*EXERCISE BRIEF*
Will you transcribe the entries that follow, exactly and in full?

*Excerpts of labeled region data*
········

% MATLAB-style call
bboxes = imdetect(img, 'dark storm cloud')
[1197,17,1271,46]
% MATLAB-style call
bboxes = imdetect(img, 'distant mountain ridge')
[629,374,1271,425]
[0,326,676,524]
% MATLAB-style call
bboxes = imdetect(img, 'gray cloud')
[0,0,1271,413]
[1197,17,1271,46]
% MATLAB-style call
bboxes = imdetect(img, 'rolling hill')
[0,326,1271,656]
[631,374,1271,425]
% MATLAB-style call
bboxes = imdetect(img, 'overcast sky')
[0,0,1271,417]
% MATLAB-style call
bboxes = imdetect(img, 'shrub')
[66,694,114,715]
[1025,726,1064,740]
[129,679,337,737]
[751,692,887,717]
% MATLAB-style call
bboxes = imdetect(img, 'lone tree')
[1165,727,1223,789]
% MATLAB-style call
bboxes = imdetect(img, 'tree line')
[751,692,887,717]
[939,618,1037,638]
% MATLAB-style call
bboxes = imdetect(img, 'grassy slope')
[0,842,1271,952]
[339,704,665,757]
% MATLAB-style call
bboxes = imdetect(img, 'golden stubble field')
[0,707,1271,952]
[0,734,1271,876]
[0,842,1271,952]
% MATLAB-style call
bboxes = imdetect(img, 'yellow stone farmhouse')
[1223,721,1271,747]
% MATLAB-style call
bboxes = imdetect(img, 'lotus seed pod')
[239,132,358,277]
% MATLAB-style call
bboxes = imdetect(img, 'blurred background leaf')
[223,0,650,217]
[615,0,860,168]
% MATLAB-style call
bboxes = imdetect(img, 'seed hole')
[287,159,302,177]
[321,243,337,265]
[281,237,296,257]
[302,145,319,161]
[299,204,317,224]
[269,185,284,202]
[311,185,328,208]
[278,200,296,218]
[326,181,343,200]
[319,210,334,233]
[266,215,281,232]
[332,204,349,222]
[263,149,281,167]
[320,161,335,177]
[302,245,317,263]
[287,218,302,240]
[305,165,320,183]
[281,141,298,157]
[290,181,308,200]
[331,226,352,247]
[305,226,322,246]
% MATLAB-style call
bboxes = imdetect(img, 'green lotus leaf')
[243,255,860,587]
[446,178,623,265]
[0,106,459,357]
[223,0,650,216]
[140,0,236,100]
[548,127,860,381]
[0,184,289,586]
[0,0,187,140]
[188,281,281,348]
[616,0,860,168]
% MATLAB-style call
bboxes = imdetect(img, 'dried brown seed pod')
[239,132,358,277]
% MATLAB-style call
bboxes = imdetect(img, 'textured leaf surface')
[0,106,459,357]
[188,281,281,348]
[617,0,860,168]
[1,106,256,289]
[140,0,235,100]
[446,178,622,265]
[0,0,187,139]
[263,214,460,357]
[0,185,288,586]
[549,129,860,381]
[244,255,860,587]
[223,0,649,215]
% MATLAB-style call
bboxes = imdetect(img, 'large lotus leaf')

········

*SOLUTION*
% MATLAB-style call
bboxes = imdetect(img, 'dark storm cloud')
[1197,17,1271,46]
% MATLAB-style call
bboxes = imdetect(img, 'distant mountain ridge')
[629,374,1271,425]
[0,326,676,524]
% MATLAB-style call
bboxes = imdetect(img, 'gray cloud')
[0,0,1271,413]
[1197,17,1271,46]
% MATLAB-style call
bboxes = imdetect(img, 'rolling hill')
[0,326,1271,656]
[631,374,1271,425]
% MATLAB-style call
bboxes = imdetect(img, 'overcast sky')
[0,0,1271,417]
% MATLAB-style call
bboxes = imdetect(img, 'shrub')
[66,694,114,715]
[1025,726,1064,740]
[129,679,337,737]
[751,692,887,717]
% MATLAB-style call
bboxes = imdetect(img, 'lone tree')
[1165,727,1223,789]
% MATLAB-style call
bboxes = imdetect(img, 'tree line')
[751,692,887,717]
[939,618,1037,638]
% MATLAB-style call
bboxes = imdetect(img, 'grassy slope')
[0,842,1271,952]
[339,704,665,757]
% MATLAB-style call
bboxes = imdetect(img, 'golden stubble field')
[0,707,1271,952]
[0,734,1271,876]
[0,842,1271,952]
% MATLAB-style call
bboxes = imdetect(img, 'yellow stone farmhouse')
[1223,721,1271,747]
% MATLAB-style call
bboxes = imdetect(img, 'lotus seed pod')
[239,132,358,277]
% MATLAB-style call
bboxes = imdetect(img, 'blurred background leaf')
[223,0,650,217]
[615,0,860,168]
% MATLAB-style call
bboxes = imdetect(img, 'seed hole')
[287,159,302,177]
[321,243,337,265]
[281,237,296,257]
[302,145,319,161]
[299,204,317,224]
[269,185,284,202]
[311,185,328,208]
[278,200,296,218]
[326,181,343,200]
[319,210,334,233]
[266,215,281,232]
[332,204,349,222]
[263,149,281,167]
[320,161,335,177]
[302,245,317,263]
[287,218,302,240]
[305,165,320,183]
[281,141,298,157]
[290,181,308,200]
[331,226,352,247]
[305,226,322,246]
% MATLAB-style call
bboxes = imdetect(img, 'green lotus leaf')
[243,255,860,587]
[446,178,623,265]
[0,106,459,357]
[223,0,650,216]
[140,0,236,100]
[548,127,860,381]
[0,184,289,586]
[0,0,187,140]
[188,281,281,348]
[616,0,860,168]
% MATLAB-style call
bboxes = imdetect(img, 'dried brown seed pod')
[239,132,358,277]
% MATLAB-style call
bboxes = imdetect(img, 'textured leaf surface')
[0,106,459,357]
[188,281,281,348]
[617,0,860,168]
[1,106,256,289]
[140,0,235,100]
[446,178,622,265]
[0,0,187,139]
[263,214,460,357]
[0,185,288,586]
[549,129,860,381]
[244,255,860,587]
[223,0,649,215]
% MATLAB-style call
bboxes = imdetect(img, 'large lotus leaf')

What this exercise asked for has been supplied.